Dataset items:
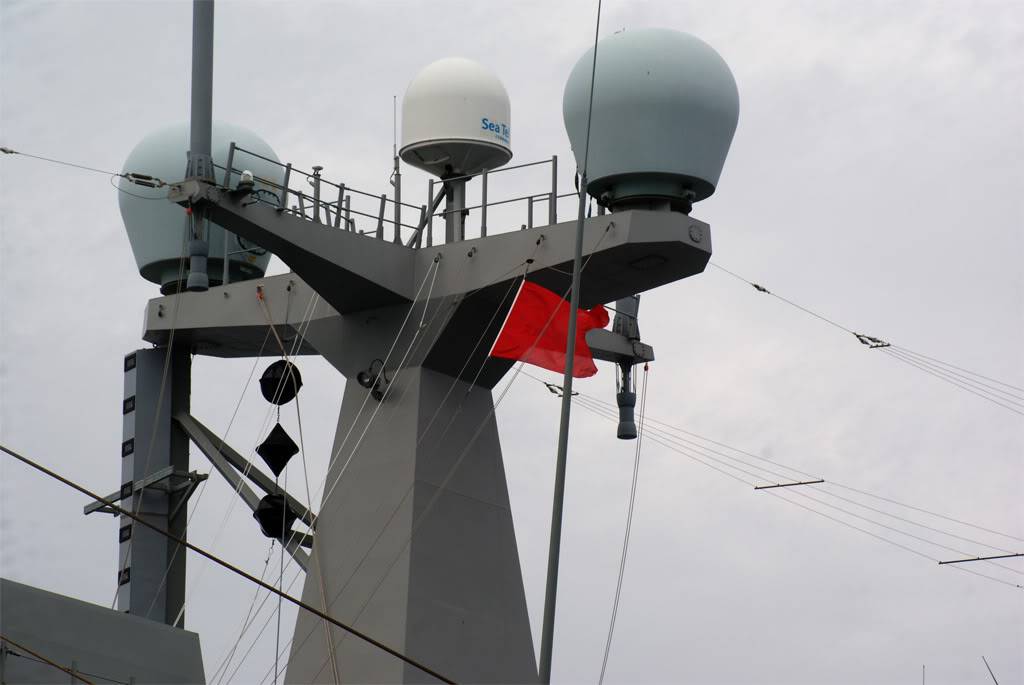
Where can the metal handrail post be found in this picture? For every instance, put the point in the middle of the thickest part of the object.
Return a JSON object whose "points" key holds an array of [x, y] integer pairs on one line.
{"points": [[553, 204], [284, 186], [341, 203], [430, 218], [227, 167], [483, 204], [316, 172], [423, 222]]}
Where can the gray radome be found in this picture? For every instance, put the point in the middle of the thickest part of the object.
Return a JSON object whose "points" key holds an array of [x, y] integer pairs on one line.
{"points": [[157, 228], [666, 108]]}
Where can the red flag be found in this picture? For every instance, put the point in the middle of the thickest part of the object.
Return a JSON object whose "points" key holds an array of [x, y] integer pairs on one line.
{"points": [[538, 326]]}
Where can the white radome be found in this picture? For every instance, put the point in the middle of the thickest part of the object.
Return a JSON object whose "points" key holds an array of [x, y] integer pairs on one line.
{"points": [[456, 119]]}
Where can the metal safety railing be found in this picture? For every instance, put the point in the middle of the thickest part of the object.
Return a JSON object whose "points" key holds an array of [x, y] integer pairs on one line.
{"points": [[332, 204]]}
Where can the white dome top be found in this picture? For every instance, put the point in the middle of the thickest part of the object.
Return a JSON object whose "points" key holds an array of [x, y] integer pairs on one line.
{"points": [[456, 119], [157, 228]]}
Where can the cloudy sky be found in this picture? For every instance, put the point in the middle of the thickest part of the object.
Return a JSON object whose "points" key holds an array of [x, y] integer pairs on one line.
{"points": [[876, 178]]}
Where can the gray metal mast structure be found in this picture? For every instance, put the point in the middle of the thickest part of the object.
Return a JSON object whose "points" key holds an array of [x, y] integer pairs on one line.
{"points": [[414, 542]]}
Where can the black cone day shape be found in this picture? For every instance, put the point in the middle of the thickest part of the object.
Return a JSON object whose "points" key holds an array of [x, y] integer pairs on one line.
{"points": [[281, 382], [278, 450]]}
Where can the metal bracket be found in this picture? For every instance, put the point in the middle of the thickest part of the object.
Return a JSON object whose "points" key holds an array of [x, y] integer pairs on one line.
{"points": [[193, 190], [159, 480]]}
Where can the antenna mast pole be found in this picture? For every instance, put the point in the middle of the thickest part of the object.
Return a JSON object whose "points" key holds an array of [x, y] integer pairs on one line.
{"points": [[200, 158], [554, 546]]}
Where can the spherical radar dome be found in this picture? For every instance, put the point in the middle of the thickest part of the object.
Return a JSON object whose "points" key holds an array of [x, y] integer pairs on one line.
{"points": [[456, 119], [666, 108], [158, 228]]}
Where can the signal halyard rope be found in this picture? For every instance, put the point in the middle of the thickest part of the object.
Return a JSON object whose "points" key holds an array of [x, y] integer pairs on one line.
{"points": [[629, 527]]}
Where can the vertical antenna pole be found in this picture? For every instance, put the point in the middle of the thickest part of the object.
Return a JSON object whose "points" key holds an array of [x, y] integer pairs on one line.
{"points": [[200, 162], [554, 548]]}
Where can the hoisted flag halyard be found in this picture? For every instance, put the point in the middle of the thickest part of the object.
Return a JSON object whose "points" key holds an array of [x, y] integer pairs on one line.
{"points": [[537, 327]]}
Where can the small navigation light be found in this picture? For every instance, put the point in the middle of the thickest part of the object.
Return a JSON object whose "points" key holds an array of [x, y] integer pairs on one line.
{"points": [[372, 380]]}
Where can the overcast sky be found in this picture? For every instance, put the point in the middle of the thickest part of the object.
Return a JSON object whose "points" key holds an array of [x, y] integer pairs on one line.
{"points": [[876, 177]]}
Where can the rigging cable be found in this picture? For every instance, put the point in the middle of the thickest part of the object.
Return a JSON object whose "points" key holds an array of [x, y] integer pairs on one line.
{"points": [[976, 386], [231, 503], [830, 482], [689, 454], [629, 527], [305, 472], [230, 652], [431, 273], [220, 562], [70, 672]]}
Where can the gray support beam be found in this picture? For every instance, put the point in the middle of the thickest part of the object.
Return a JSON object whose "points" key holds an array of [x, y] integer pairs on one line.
{"points": [[442, 579], [194, 427], [208, 447], [152, 444]]}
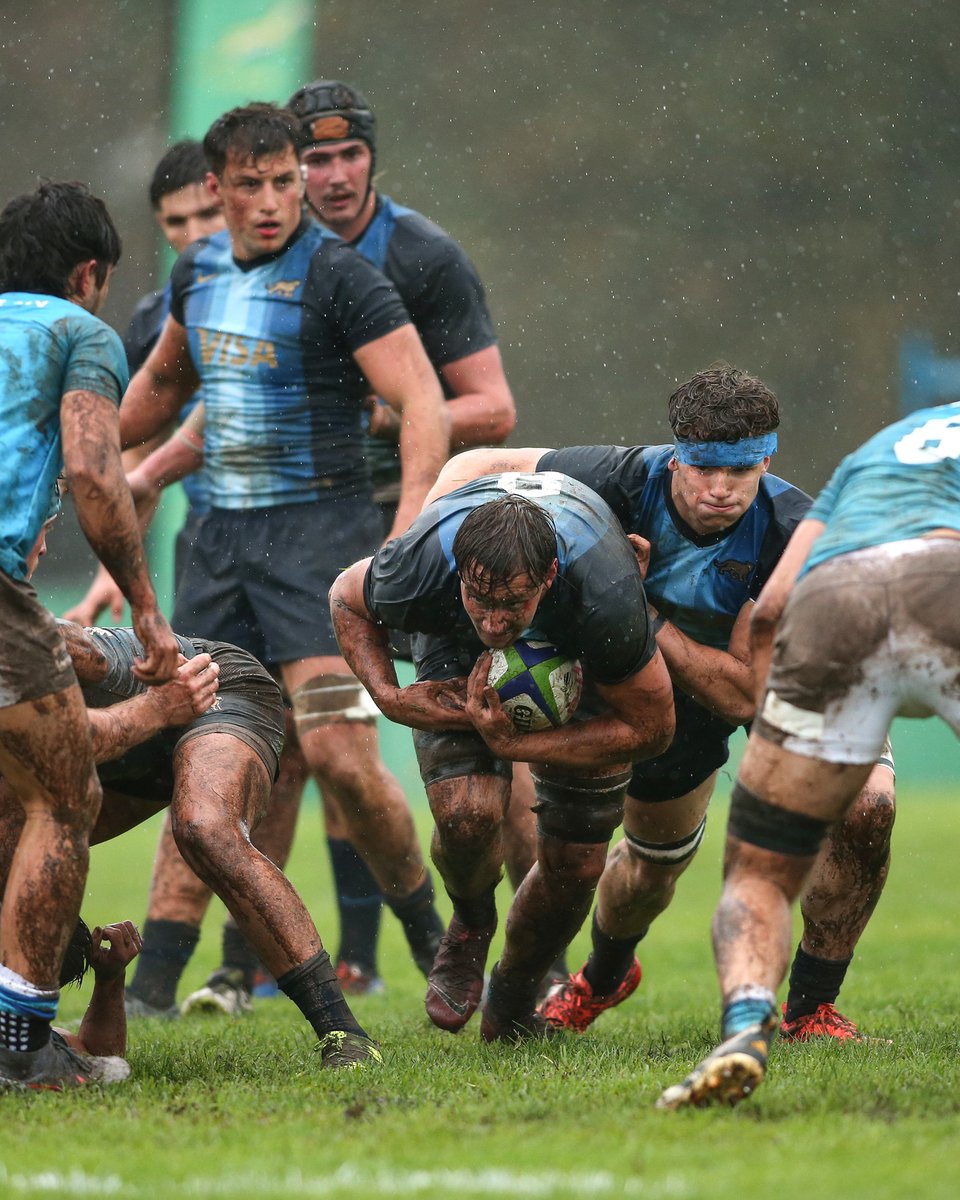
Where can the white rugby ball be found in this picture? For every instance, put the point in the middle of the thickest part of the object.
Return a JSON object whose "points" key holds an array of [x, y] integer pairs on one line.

▶ [Task goal]:
Using the records above, retype everything exactly except the pictures.

▶ [Full output]:
Where can the metal handrail post be found in this picture? For every instance, put the point in the middle of the thickest part of the object.
Return a JSON object whose "points" key holds an array of [x, y] integer pairs on one line.
{"points": [[553, 204], [284, 186], [341, 203], [430, 218], [227, 167], [483, 204], [316, 172], [423, 222]]}
Where can the gray radome be found in this picture? For every instance, put the point in the middle of the thickest part of the object.
Return a JSON object whose "points" key holds an array of [x, y] integer pairs on one line.
{"points": [[157, 228], [666, 108]]}
Where can the red flag be found in this picture? For every instance, put the point in the middle of the thickest part of the object.
Return a JSON object whose "points" key holds an array of [x, y] integer pairs on one line.
{"points": [[538, 326]]}
Where can the white radome be found in this picture? For every instance, put the point in the middle of the thickest part of the object.
Return a JSON object whose "points" key holds an array of [x, y] integer pairs on one line.
{"points": [[456, 119]]}
Where can the metal safety railing be found in this picture? For every instance, put the point in the middle of the thickest part of the object.
Return a JSON object whose "points" key holds an array of [x, y] integer pairs on one line.
{"points": [[332, 204]]}
Where can the white dome top be found in this picture? For every instance, put the point in the middle of the thickest part of the object.
Return a JSON object whose "points" key holds an array of [x, y] integer pairs on one line.
{"points": [[456, 119], [157, 228]]}
Where can the cloudy sky be found in this picture? For every instance, put the point in the middle of the thickest part of the object.
Return a JSON object whose "points" key holds an array of [x, y] integer pairs on one line.
{"points": [[876, 178]]}
Where can the gray metal mast structure be found in this picture? For every instance, put the point in the middle of the thickest part of the object.
Return a JSON object whose "points" key holds an array of [x, y] integer pairs on one line.
{"points": [[414, 542]]}
Where can the black cone day shape be found in this picture? For every instance, put the point in the middle of the thickest part of the object.
Return a JSON object whose "points" key holds an array of [x, y] integer pairs on one line.
{"points": [[281, 382], [278, 450]]}
Where can the metal bracket be found in this picture? For every instance, put the point in the middle of the thickest part of the object.
Return a JSON object whose "points" key holds an array of [x, y] integer pairs on one line.
{"points": [[193, 190], [159, 480]]}
Where can the antenna mast pole be found in this picture? For every instance, put the point in the middle of the thickest part of the object.
Return a JSON object whose "points" key holds an array of [x, y] integer pairs on one line.
{"points": [[200, 158], [554, 546]]}
Where can the spherical radar dome be found in this picture? For every instance, put the point in the middle of the thickest part of the object.
Return a JSON object whose "points" key holds an array of [x, y] integer pairs on one line.
{"points": [[456, 119], [666, 108], [158, 228]]}
Where can the signal halyard rope be found in this picture? For every instance, put the point in the middle of the thickest part of the object.
Return a JSON object whose "points" key holds an array of [x, y] integer pairs on one line.
{"points": [[629, 527]]}
Where can the vertical antenna pole be found in this picture? For every instance, put the point in the middle of the thickest part of the object.
Return a JSON object whose "points" key holds an array of [x, y] integer pairs on one line.
{"points": [[200, 162], [554, 548]]}
Where can the hoisted flag halyard be found in this picture? For every instance, put the point in the middle of the thickest part of the object.
Return a JSON object whose "points" key holds an array of [x, y] integer pairs on one line.
{"points": [[537, 327]]}
Where can the small navigation light be found in this picture? For every instance, put the point in the middle of the thickest part of the object.
Return a JSON object whose "points" key holds an array of [x, y] integer pairs on one line.
{"points": [[372, 380]]}
Where can the overcast sky be found in this picture? For every instance, put the point in the middle of the thickest part of the object.
Return a JSON object whose "points" key holds an array of [x, y] integer pairs on one line.
{"points": [[876, 177]]}
Where can the rigging cable be found in this picture? For every instance, put the point in the middle of the thickest part of the object.
Return a JSON object whose "points" key holds an array of [x, y] integer pairs on one line.
{"points": [[976, 386], [231, 503], [830, 482], [689, 454], [629, 527], [305, 472], [230, 652], [431, 273], [220, 562], [70, 672]]}
Where can the gray support beam be found in this picture? For every instance, put the point in the middle of the thickest part of the object.
Return a JSON object whose "points" key holds an array of [x, y] integer pairs on one line.
{"points": [[442, 579], [194, 427], [208, 447], [152, 444]]}
Where can the white rugby ball be found in this picture? For every instance, put the point in the middle of the thickest part of the object.
Return a JSON object whose "points" key holds an array of [x, y] integer pairs on one line.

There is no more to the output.